Object point labels:

* start *

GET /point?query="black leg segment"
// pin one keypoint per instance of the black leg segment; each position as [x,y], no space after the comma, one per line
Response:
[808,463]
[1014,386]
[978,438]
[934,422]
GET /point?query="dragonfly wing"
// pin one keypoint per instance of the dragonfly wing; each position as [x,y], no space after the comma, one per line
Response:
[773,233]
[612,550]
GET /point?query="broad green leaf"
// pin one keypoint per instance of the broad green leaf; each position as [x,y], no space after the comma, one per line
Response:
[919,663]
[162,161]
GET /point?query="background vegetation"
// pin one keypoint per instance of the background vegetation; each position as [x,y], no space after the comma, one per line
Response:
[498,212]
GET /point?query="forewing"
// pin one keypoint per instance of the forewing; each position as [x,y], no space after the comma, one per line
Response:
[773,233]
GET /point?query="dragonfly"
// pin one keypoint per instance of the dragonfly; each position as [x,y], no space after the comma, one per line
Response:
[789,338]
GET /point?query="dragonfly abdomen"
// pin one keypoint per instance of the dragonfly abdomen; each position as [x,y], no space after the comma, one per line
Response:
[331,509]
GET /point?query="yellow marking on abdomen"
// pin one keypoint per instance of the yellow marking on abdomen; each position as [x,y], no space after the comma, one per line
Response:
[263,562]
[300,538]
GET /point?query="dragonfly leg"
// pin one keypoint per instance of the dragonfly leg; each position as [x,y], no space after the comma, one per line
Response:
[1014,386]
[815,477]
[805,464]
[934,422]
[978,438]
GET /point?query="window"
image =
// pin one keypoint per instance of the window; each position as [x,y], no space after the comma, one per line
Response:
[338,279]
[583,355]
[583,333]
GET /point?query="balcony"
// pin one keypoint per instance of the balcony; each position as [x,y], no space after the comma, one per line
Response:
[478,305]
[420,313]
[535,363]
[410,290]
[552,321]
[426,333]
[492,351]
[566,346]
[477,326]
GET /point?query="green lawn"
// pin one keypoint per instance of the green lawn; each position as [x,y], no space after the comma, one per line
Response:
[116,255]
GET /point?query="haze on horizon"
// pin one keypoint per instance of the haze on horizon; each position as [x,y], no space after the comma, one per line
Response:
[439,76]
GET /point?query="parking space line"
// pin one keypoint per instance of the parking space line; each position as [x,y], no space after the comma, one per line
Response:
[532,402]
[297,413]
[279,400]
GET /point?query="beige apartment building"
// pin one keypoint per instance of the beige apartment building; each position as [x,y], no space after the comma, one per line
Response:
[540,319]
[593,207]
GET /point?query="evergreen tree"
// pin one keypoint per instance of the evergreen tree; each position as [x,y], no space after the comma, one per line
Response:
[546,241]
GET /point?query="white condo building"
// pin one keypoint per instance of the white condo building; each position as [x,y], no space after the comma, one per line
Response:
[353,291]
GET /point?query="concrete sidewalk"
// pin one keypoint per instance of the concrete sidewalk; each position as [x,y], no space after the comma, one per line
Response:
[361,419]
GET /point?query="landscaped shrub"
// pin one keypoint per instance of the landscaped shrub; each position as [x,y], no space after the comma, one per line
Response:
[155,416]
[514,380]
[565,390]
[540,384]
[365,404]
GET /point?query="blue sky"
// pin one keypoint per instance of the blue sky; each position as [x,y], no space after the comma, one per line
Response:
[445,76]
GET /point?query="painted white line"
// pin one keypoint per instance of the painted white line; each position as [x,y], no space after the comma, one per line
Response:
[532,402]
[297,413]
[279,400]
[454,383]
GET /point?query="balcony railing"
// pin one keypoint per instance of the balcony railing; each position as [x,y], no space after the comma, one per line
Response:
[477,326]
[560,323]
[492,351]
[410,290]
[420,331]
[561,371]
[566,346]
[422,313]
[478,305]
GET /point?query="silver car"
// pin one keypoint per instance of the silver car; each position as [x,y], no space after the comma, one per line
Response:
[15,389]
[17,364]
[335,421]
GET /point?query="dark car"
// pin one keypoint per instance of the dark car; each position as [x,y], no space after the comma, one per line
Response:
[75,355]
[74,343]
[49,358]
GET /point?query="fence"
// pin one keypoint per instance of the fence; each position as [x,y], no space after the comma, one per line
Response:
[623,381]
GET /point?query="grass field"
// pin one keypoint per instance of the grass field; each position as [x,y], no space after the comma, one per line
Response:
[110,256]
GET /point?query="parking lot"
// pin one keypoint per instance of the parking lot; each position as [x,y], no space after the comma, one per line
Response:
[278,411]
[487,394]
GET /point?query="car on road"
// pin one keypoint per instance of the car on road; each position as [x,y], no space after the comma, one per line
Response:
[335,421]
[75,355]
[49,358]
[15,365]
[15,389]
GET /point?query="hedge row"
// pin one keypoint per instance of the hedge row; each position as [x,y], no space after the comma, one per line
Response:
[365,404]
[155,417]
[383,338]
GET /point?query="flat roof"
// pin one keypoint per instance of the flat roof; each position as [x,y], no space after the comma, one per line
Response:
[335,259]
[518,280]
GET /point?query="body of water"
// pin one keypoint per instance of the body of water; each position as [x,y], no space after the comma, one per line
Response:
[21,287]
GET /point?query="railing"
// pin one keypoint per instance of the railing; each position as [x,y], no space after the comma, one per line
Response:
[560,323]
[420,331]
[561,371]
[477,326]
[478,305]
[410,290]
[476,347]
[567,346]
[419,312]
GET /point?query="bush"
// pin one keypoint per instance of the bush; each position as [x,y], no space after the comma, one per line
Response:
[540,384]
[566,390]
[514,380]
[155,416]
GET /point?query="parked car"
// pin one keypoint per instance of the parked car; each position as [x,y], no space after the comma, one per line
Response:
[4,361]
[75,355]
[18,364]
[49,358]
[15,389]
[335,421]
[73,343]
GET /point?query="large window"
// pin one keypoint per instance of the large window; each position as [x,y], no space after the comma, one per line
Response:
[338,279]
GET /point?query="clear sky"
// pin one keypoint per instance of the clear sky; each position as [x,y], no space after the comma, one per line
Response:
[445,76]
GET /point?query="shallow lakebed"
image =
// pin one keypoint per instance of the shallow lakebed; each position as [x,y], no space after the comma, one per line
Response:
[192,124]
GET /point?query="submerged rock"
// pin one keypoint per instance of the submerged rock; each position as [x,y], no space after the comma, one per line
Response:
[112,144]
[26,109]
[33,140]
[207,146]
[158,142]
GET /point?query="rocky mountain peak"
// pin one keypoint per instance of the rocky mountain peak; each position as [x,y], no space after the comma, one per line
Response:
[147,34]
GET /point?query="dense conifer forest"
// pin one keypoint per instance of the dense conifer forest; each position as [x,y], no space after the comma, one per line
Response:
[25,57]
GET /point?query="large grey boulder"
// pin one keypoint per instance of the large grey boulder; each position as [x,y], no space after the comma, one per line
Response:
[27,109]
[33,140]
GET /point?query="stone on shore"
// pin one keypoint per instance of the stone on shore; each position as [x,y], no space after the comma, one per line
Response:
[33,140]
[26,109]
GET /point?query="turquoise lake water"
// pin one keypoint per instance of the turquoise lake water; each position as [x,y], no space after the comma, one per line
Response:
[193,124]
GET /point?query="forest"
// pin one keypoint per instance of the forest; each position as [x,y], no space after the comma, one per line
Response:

* end *

- Brief -
Please repeat all the records above exactly as they appear.

- Answer for this exercise -
GET /point?query="black leg segment"
// pin one keypoint per instance of the black leg segment; each position as [x,y], no space after the comma, one per line
Response:
[808,463]
[1014,386]
[978,438]
[934,422]
GET /point?query="dragonfly wing"
// pin one keypoint per instance of the dragonfly wing; each position as [x,y], no space after the comma, one per line
Response:
[773,233]
[612,550]
GET /point?query="broad green leaf"
// pin one keypoint per instance of the broad green leaf; each position as [x,y], no space after the comma, one per line
Response:
[919,663]
[162,161]
GET /point?query="background vegetation"
// pin one keypoint per instance of the background vegetation; each position as [x,y], no space after the comma, one per line
Response:
[498,212]
GET /point?query="forewing"
// pin one keypoint per instance of the forewing; each position as [x,y], no space after the comma, one per line
Response:
[773,233]
GET /point?query="dragonfly"
// pin one keypoint per instance of the dragonfly; each position as [x,y], no space after the comma, one per line
Response:
[789,338]
GET /point?query="dragonfly abdomen"
// pin one keypoint per instance of the dragonfly abdomen; each position as [x,y], no space after the comma, one per line
Response:
[331,509]
GET /point?query="yellow marking on abdomen"
// pin one keypoint per instance of the yellow marking on abdomen; each position as [x,y], no space after the comma, one per line
Response:
[263,562]
[300,538]
GET /point?query="dragonfly leg"
// pin one keypoint per instance of the dragonfly leg; each position as [x,y], no space after the comma, one per line
Response:
[1014,386]
[815,477]
[805,464]
[934,422]
[978,438]
GET /point?query="window"
image =
// pin one keypoint per instance of the window; each position as [x,y], no space after the comma, one per line
Response:
[338,279]
[583,355]
[583,333]
GET /point?query="balcony"
// pin one keypoint per instance of the balcony; each position as [x,y], no space after the comma, one per line
Response:
[478,305]
[420,313]
[535,363]
[410,290]
[552,321]
[426,333]
[492,351]
[566,346]
[477,326]
GET /point?query="green lawn"
// pin one keypoint per instance of the green lawn; each position as [x,y], no space after the comma, one per line
Response:
[116,255]
GET /point?query="haze on horizon"
// pin one keypoint per instance of the haze on horizon; each position as [x,y], no space after the comma, one per line
Response:
[439,76]
GET /point?query="parking space line"
// pin one keypoint per instance of the parking space line; each position as [x,y], no space after the comma, one per line
Response:
[532,402]
[297,413]
[279,400]
GET /point?query="beige apartment building"
// pin one keypoint per instance of the beige apartment building; each position as [x,y], no space after the comma, one per line
Response:
[540,319]
[593,207]
GET /point?query="evergreen tree"
// pin one keypoint per instance of the evergreen tree; each position as [x,y], no space after the comma, one per line
Response:
[546,241]
GET /point?query="white condo building"
// pin one keypoint per instance of the white condo building; each position as [x,y], no space after the comma, one per line
Response:
[353,291]
GET /point?query="concrete sidewalk"
// pin one keypoint per instance of the concrete sidewalk; each position as [x,y], no space after the comma, one per line
Response:
[361,419]
GET /point?query="landscaped shrub"
// pin one keypoint per instance of the landscaped shrub; each position as [x,y], no space after the comma, one per line
Response:
[155,416]
[514,380]
[565,390]
[540,384]
[365,404]
GET /point?query="blue sky"
// pin one keypoint per instance of the blue sky; each position as [x,y], no space after the comma, one per line
Response:
[445,76]
GET /point?query="painted white line"
// pin one keypoint per instance of the painted white line; each position as [x,y], no space after the comma, one per line
Response:
[532,402]
[297,413]
[279,400]
[454,383]
GET /point?query="balcony railing"
// pin one keypoint per instance of the balcony railing; each position as [x,y], no space after the comma, one per line
Response:
[477,326]
[560,323]
[492,351]
[410,290]
[420,331]
[561,371]
[566,346]
[422,313]
[478,305]
GET /point?query="silver car"
// pin one keypoint per instance of the silver car; each position as [x,y], no space after the comma, one per line
Response:
[15,389]
[17,364]
[335,421]
GET /point?query="dark car"
// pin one keypoint per instance of the dark car; each position as [x,y], no space after the comma, one per line
Response:
[75,355]
[74,343]
[49,358]
GET /point?query="fence"
// pin one keypoint per instance of the fence; each position as [x,y], no space after the comma, one per line
Response:
[623,381]
GET /point?query="grass field"
// pin one keypoint per instance of the grass field; each position as [x,y], no space after the comma, one per line
Response:
[110,256]
GET /point?query="parking lot"
// pin one keypoint per instance of the parking lot; each position as [x,y], no space after the comma, one per line
Response:
[278,411]
[487,394]
GET /point?query="car on road"
// pin one keypoint per instance of the car on road; each position as [x,y], no space after the comma, one per line
Response:
[335,421]
[75,355]
[49,358]
[15,365]
[15,389]
GET /point?query="hedge row"
// pin one keypoint per instance of the hedge row; each position as [x,y], no space after the comma, one per line
Response:
[365,404]
[155,417]
[383,338]
GET /point?query="flat roof"
// pin one keypoint per instance of the flat roof; each position as [x,y], no space after the comma, one per line
Response:
[335,259]
[518,280]
GET /point?query="body of water"
// pin one keypoint per instance of the body of water; each position as [x,y], no space after the comma, one per line
Response:
[21,287]
GET /point?query="railing"
// pin one keypoint per instance of the railing; each position as [x,y], no space after the comma, one per line
Response:
[560,323]
[420,331]
[561,371]
[477,326]
[478,305]
[410,290]
[476,347]
[567,346]
[419,312]
GET /point?query="bush"
// pin one keypoint per instance of the bush; each position as [x,y], no space after the comma, one per line
Response:
[540,384]
[566,390]
[514,380]
[155,416]
GET /point?query="parked car"
// pin one keypoint per instance of the parked car; each position as [x,y], no space after the comma, one per line
Response:
[4,361]
[75,355]
[18,364]
[49,358]
[15,389]
[335,421]
[73,343]
GET /point?query="large window"
// pin one keypoint per instance of the large window; each position as [x,y], no space after the comma, one per line
Response:
[338,279]
GET /point?query="clear sky"
// pin one keypoint per instance of the clear sky; each position as [x,y], no space after the comma, one per line
Response:
[445,76]
GET /point?query="shallow lakebed"
image =
// pin one keypoint per instance of the shallow lakebed; each position as [x,y], no space after the comma, one per line
Response:
[192,124]
GET /point?query="submerged rock"
// pin one keypoint per instance of the submerged rock; each position as [x,y], no space after the comma, one per line
Response:
[112,144]
[26,109]
[33,140]
[207,146]
[158,142]
GET /point?query="rocky mountain peak"
// pin one keypoint per instance of the rocky mountain peak; each position as [x,y], no space after the comma, one per line
Response:
[147,34]
GET /point?query="dense conifer forest"
// pin one keypoint per instance of the dense conifer forest; each position as [x,y], no space after the comma, one per line
Response:
[25,57]
GET /point?query="large grey boulder"
// pin one keypoint per instance of the large grey boulder; each position as [x,y], no space after the comma, one per line
Response:
[27,109]
[33,140]
GET /point?query="stone on shore"
// pin one keypoint per instance of the stone on shore; each position as [x,y], no space after the comma, one per line
Response:
[33,140]
[26,109]
GET /point?query="turquoise lake water"
// pin one keypoint per instance of the turquoise lake water; each position as [x,y], no space after the comma, one per line
Response:
[193,124]
GET /point?query="forest"
// pin one keypoint per instance of the forest; each position as [x,y], no space after the comma, one per line
Response:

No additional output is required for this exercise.